*WHAT IS REQUIRED*. Extract all data as written.

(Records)
★ ★ ★
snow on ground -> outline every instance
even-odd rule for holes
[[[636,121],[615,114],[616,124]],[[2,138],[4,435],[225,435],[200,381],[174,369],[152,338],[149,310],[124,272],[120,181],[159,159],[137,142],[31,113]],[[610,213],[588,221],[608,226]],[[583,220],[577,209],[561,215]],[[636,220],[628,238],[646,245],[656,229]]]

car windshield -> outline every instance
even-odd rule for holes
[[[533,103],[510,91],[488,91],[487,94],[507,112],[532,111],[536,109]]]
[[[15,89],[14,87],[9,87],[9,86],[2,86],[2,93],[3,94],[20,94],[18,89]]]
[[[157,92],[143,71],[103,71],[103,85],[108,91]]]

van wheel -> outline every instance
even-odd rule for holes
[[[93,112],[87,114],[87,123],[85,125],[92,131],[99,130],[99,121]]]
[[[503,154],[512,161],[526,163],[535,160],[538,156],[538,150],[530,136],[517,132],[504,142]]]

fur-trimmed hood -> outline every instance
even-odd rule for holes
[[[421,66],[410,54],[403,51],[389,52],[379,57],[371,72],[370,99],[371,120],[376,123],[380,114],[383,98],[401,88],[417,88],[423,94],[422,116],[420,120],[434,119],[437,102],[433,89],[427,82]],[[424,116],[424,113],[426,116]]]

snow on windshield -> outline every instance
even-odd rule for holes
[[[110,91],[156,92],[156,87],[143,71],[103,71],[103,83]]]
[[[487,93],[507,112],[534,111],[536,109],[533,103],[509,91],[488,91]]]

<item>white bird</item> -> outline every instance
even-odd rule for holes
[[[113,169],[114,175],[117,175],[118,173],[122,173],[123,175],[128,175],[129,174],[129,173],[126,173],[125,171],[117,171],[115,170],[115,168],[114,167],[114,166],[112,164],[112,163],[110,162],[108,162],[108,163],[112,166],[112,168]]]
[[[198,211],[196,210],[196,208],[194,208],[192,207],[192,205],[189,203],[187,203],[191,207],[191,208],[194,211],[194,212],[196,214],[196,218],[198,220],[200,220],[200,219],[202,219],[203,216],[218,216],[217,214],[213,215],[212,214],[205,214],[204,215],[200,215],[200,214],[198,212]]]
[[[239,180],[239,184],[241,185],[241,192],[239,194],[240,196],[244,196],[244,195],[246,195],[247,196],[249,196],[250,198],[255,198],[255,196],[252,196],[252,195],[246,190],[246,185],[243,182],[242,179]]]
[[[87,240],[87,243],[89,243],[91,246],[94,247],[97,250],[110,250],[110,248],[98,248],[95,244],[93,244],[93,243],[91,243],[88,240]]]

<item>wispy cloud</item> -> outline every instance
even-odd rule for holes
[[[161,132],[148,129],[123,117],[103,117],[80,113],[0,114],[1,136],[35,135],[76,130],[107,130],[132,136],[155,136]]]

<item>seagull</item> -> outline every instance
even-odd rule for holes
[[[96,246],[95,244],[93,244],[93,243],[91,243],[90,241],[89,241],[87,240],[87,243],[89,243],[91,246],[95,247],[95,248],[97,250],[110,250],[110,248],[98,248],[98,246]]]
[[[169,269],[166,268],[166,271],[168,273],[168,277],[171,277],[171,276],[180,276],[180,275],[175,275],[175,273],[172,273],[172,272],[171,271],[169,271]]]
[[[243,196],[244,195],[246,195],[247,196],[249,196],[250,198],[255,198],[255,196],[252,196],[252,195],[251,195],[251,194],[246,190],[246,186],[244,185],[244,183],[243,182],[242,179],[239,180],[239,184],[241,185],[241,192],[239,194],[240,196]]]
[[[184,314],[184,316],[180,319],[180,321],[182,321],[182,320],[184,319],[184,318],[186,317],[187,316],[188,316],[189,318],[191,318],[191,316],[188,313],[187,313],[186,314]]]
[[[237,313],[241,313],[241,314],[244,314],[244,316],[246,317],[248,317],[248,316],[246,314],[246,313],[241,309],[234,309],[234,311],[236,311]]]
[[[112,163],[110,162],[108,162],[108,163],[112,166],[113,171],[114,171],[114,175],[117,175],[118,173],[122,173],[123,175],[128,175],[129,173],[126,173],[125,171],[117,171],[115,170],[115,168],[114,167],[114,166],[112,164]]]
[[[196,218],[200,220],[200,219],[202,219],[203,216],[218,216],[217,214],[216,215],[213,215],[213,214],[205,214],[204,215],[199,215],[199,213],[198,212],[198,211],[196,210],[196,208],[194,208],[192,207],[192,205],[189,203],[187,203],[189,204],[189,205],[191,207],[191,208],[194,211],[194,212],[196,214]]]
★ ★ ★
*FINAL RESULT*.
snow on ground -> outline every instance
even-odd rule for holes
[[[636,121],[615,114],[616,124]],[[2,138],[4,435],[225,435],[200,381],[174,369],[152,338],[149,310],[124,272],[120,181],[159,159],[137,142],[31,113]],[[610,213],[588,221],[608,226]],[[583,220],[577,209],[561,215]],[[636,220],[628,238],[646,245],[656,229]]]

car windshield -> outline every instance
even-odd rule for holes
[[[533,103],[510,91],[488,91],[487,94],[507,112],[532,111],[536,109]]]
[[[15,89],[14,87],[9,87],[9,86],[2,86],[2,93],[3,94],[20,94],[18,89]]]
[[[157,92],[143,71],[103,71],[103,85],[108,91]]]

van wheel -> outline every instance
even-odd rule for holes
[[[93,112],[87,114],[87,123],[85,125],[92,131],[99,130],[99,121]]]
[[[503,154],[512,161],[526,163],[535,160],[538,156],[538,150],[530,136],[517,132],[504,142]]]

fur-trimmed hood -> outline every instance
even-odd rule for holes
[[[421,66],[410,54],[403,51],[389,52],[379,57],[371,72],[370,99],[371,120],[376,123],[380,114],[383,98],[401,88],[417,88],[423,94],[422,116],[420,120],[434,119],[437,102],[433,89],[427,82]],[[424,116],[424,113],[426,116]]]

snow on windshield -> outline every instance
even-odd rule for holes
[[[110,91],[156,92],[156,87],[143,71],[103,71],[103,83]]]
[[[487,93],[507,112],[534,111],[536,109],[533,103],[509,91],[488,91]]]

<item>white bird</item> -> outline every instance
even-odd rule for holes
[[[113,169],[114,175],[117,175],[118,173],[122,173],[123,175],[128,175],[129,174],[129,173],[126,173],[125,171],[117,171],[115,170],[115,168],[114,167],[114,166],[112,164],[112,163],[110,162],[108,162],[108,163],[112,166],[112,168]]]
[[[198,211],[196,210],[196,208],[194,208],[192,207],[192,205],[189,203],[187,203],[191,207],[191,208],[194,211],[194,212],[196,214],[196,218],[198,220],[200,220],[200,219],[202,219],[203,216],[218,216],[217,214],[213,215],[212,214],[205,214],[204,215],[200,215],[200,214],[198,212]]]
[[[239,180],[239,184],[241,185],[241,192],[239,194],[240,196],[244,196],[244,195],[246,195],[247,196],[249,196],[250,198],[255,198],[255,196],[252,196],[252,195],[246,190],[246,185],[243,182],[242,179]]]
[[[87,240],[87,243],[89,243],[91,246],[94,247],[97,250],[110,250],[110,248],[98,248],[95,244],[93,244],[93,243],[91,243],[88,240]]]

<item>wispy cloud</item> -> outline every instance
even-odd rule for holes
[[[161,132],[148,129],[123,117],[103,117],[80,113],[0,114],[1,136],[35,135],[76,130],[107,130],[132,136],[155,136]]]

<item>seagull</item> -> outline every instance
even-odd rule for holes
[[[96,246],[95,244],[93,244],[93,243],[91,243],[90,241],[89,241],[87,240],[87,243],[89,243],[91,246],[95,247],[95,248],[97,250],[110,250],[110,248],[98,248],[98,246]]]
[[[169,269],[166,268],[166,271],[168,273],[168,277],[171,277],[171,276],[180,276],[180,275],[175,275],[175,273],[172,273],[172,272],[171,271],[169,271]]]
[[[243,196],[244,195],[246,195],[247,196],[249,196],[250,198],[255,198],[255,196],[252,196],[252,195],[251,195],[251,194],[246,190],[246,186],[244,185],[244,183],[243,182],[242,179],[239,180],[239,184],[241,185],[241,192],[239,194],[240,196]]]
[[[184,314],[184,316],[180,319],[180,321],[182,321],[182,320],[184,319],[184,318],[186,317],[187,316],[188,316],[189,318],[191,318],[191,316],[188,313],[187,313],[186,314]]]
[[[237,313],[241,313],[241,314],[244,314],[244,316],[246,317],[248,317],[248,316],[246,314],[246,313],[241,309],[234,309],[234,311],[236,311]]]
[[[112,163],[110,162],[108,162],[108,163],[112,166],[113,171],[114,171],[114,175],[117,175],[118,173],[122,173],[123,175],[128,175],[129,173],[126,173],[125,171],[117,171],[115,170],[115,168],[114,167],[114,166],[112,164]]]
[[[196,218],[200,220],[200,219],[202,219],[203,216],[218,216],[217,214],[216,215],[213,215],[213,214],[205,214],[204,215],[199,215],[199,213],[198,212],[198,211],[196,210],[196,208],[194,208],[192,207],[192,205],[189,203],[187,203],[189,204],[189,205],[191,207],[191,208],[194,211],[194,212],[196,214]]]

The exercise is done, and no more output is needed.